*** Material shown ***
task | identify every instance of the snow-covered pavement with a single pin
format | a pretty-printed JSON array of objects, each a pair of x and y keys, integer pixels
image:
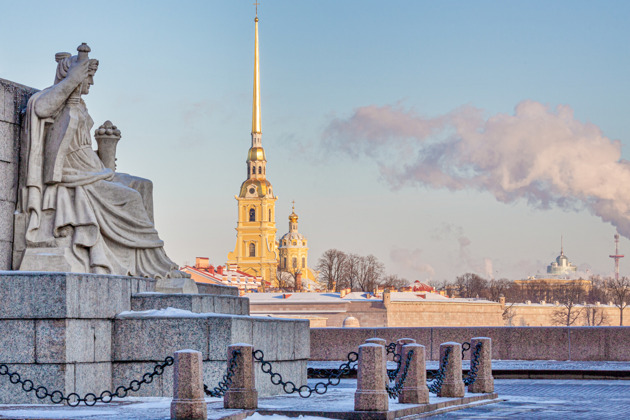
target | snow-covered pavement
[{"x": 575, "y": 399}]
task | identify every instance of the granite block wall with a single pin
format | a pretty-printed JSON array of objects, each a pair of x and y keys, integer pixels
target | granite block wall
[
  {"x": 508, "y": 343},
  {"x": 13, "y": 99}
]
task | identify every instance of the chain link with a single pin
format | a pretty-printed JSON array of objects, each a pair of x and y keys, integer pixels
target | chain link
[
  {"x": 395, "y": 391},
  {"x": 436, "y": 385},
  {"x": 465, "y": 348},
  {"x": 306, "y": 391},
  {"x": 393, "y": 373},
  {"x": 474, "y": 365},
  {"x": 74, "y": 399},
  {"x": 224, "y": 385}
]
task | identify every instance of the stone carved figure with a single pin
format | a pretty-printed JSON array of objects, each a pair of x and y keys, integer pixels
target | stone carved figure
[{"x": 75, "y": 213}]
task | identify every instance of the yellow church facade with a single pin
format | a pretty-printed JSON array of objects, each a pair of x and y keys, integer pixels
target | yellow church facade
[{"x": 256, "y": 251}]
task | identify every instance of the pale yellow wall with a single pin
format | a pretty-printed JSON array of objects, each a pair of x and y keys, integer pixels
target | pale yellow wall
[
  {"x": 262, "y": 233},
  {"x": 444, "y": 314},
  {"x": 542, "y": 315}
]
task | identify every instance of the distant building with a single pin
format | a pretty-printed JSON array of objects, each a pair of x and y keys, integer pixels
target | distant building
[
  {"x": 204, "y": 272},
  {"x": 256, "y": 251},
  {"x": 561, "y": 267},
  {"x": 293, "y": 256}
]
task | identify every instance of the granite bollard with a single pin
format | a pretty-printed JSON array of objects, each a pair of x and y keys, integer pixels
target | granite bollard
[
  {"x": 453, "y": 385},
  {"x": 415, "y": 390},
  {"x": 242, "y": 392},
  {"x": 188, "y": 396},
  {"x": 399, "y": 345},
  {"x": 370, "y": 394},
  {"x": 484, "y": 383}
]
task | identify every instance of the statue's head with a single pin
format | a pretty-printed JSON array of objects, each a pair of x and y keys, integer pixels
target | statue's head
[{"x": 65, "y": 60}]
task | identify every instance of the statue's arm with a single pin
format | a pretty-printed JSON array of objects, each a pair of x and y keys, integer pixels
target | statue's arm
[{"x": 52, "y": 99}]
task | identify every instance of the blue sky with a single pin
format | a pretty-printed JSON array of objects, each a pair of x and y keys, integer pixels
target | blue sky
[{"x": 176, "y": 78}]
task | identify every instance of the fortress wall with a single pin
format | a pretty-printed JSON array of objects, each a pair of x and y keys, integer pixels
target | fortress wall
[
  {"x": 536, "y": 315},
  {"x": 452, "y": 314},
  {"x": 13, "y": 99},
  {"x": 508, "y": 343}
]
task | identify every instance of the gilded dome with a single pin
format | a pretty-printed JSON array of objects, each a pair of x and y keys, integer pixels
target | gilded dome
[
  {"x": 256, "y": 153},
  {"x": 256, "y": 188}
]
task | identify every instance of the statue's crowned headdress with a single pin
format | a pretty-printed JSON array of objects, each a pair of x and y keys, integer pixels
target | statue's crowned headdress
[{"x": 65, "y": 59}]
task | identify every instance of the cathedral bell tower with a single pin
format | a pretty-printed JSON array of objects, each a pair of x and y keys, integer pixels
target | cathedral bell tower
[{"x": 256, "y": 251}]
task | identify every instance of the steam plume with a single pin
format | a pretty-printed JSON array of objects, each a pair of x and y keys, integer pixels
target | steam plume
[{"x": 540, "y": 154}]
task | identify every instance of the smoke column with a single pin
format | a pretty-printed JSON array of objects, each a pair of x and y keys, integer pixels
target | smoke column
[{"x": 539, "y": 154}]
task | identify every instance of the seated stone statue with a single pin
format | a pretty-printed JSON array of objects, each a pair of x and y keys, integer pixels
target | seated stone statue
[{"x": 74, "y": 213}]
*** End of Material shown ***
■ Work item:
Your copy should match the entries exactly, minus the pictures.

■ Completed task:
task | identify every instance of the snow-covered pavement with a single pin
format | a pretty-printed JSON array of objects, each a pair of x and y keys, integer pixels
image:
target | snow-covered pavement
[{"x": 575, "y": 399}]
task | identify every instance of the granite block wall with a single pin
format | a pretty-printed JSON array of objects, each a pair of x and y keys, integer pixels
target | granite block wall
[
  {"x": 508, "y": 343},
  {"x": 13, "y": 99}
]
task | identify every instance of the chain link with a single pin
format | a pretty-printed JSON array of objects, each a pair of x and y keys, integer pixels
target | chain link
[
  {"x": 395, "y": 391},
  {"x": 436, "y": 385},
  {"x": 465, "y": 348},
  {"x": 306, "y": 391},
  {"x": 393, "y": 373},
  {"x": 474, "y": 365},
  {"x": 74, "y": 399},
  {"x": 224, "y": 385}
]
task | identify every instance of the stone carved figure with a single pin
format | a pretty-printed JSON array of objects, each a pair of x and y keys, integer pixels
target | stone carved figure
[{"x": 75, "y": 213}]
task | identify every instance of the yellow church facade with a single pin
format | a pretty-printed JSON array of objects, each a pair of x and y keys, integer pixels
target | yellow church facade
[{"x": 256, "y": 251}]
task | identify every instance of the pale yellow wall with a single pin
format | a pretty-printed JSON array of objects, each a pair of x and y keys, integer pixels
target | pale yellow wall
[
  {"x": 262, "y": 233},
  {"x": 444, "y": 314},
  {"x": 542, "y": 315}
]
task | identify every instance of the distant building with a single pin
format | a pretty-printed JSON array of objects, each a pair of x and y keys, integer pixels
target | distant building
[
  {"x": 204, "y": 272},
  {"x": 256, "y": 251},
  {"x": 561, "y": 267},
  {"x": 293, "y": 256}
]
task | identify every instance of the granite bollard with a single pin
format | a pretty-printed JSON array of objects, each a pair of x and y keys, integer pixels
target | granite bollard
[
  {"x": 453, "y": 385},
  {"x": 415, "y": 390},
  {"x": 242, "y": 392},
  {"x": 188, "y": 396},
  {"x": 399, "y": 345},
  {"x": 370, "y": 394},
  {"x": 484, "y": 383}
]
task | identify every instance of the statue's head with a single pin
format | a pretty-printed JSON array of objects, each a pair of x and y keys, integer pixels
target | statue's head
[{"x": 65, "y": 60}]
task | identify every instance of the statue's arm with a single pin
format | a pretty-printed JSON array of objects, each a pair of x and y keys, integer pixels
target | statue's arm
[{"x": 52, "y": 99}]
task | identify every instance of the blue sky with a single pin
format | a pretty-printed JSON array of objects, each a pair of x and y keys, integer pixels
target | blue sky
[{"x": 176, "y": 78}]
task | identify every instance of the fortress wall with a single pin
format | a pretty-printed JSON array of objects, each a pair of x and y keys, integer pixels
target | fortress wall
[
  {"x": 536, "y": 315},
  {"x": 452, "y": 314},
  {"x": 13, "y": 99},
  {"x": 508, "y": 343}
]
task | identify every instance of the gilded dome with a single pin
format | a pretty-printed JSON array of objects, each a pair of x and y keys, integer pixels
target | gilded dome
[
  {"x": 256, "y": 153},
  {"x": 256, "y": 188}
]
task | identify every instance of the statue's crowned headdress with a single pin
format | a pretty-printed JSON array of objects, each a pair of x and y keys, integer pixels
target | statue's crowned headdress
[{"x": 65, "y": 59}]
task | identify every instance of the cathedral bell tower with a single pin
format | a pretty-printed JSON array of objects, each a pair of x and y keys, integer pixels
target | cathedral bell tower
[{"x": 256, "y": 251}]
task | identify every instance of the steam plume with a single pin
format | a pretty-printed JSON array of objects, each a pair of x and y keys, integer pixels
target | steam plume
[{"x": 540, "y": 154}]
task | identify every instance of the smoke column with a single pin
format | a pretty-printed JSON array of objects, each a pair of x and y keys, integer pixels
target | smoke column
[{"x": 539, "y": 154}]
task | identify every instance of the seated stone statue with a single pin
format | a pretty-printed JSON array of objects, each a pair of x and y keys, integer pixels
target | seated stone statue
[{"x": 74, "y": 213}]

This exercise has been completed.